# TO DO:
Please copy exactly the lines that begin with the one containing "of the rear" and end with the last line of the entries.

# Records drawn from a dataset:
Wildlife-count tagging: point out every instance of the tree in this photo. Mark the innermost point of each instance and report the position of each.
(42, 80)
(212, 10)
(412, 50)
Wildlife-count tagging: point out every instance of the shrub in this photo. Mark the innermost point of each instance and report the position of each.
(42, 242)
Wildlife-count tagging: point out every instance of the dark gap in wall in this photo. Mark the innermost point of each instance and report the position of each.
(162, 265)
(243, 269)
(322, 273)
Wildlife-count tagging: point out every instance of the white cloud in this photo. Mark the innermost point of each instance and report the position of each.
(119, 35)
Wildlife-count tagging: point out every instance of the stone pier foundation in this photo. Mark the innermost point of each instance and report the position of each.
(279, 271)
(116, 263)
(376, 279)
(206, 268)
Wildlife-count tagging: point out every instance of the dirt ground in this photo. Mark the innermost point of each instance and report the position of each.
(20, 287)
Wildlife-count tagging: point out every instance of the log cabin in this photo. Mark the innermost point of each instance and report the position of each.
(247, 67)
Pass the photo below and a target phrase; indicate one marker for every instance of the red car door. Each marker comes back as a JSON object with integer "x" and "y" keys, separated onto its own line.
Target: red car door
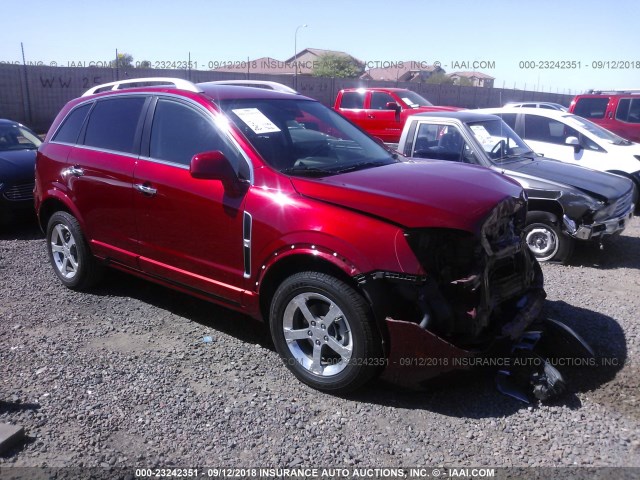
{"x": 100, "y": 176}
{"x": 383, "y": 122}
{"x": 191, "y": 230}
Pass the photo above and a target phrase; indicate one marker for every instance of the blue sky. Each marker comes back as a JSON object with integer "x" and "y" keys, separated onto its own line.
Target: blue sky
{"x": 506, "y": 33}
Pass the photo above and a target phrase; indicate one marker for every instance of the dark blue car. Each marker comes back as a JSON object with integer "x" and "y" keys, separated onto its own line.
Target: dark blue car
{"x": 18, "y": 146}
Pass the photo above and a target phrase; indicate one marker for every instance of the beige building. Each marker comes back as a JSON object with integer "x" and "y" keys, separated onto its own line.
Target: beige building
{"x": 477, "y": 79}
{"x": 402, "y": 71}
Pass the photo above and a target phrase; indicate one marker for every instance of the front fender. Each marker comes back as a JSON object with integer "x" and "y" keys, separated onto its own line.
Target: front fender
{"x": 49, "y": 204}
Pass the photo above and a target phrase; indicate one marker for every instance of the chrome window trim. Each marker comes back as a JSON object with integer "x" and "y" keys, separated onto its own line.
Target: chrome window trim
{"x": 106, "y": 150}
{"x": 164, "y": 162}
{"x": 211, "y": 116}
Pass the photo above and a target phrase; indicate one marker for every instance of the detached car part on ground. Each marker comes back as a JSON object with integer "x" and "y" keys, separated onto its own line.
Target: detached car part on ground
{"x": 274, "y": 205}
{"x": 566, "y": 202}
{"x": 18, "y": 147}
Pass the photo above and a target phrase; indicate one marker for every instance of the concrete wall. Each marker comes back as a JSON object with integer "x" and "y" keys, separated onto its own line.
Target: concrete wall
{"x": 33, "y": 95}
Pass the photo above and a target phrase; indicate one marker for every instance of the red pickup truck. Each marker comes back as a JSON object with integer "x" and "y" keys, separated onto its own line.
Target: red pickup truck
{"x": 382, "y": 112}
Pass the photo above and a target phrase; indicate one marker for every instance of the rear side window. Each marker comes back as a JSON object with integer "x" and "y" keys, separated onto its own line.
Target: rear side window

# RESPONSE:
Pass the photo above and a target phrase; indicate one marker for every instance of the rear side window. Each marker comes back as a JSON object with integer "x" and "y" keys, separated onto its own line.
Target: rear side window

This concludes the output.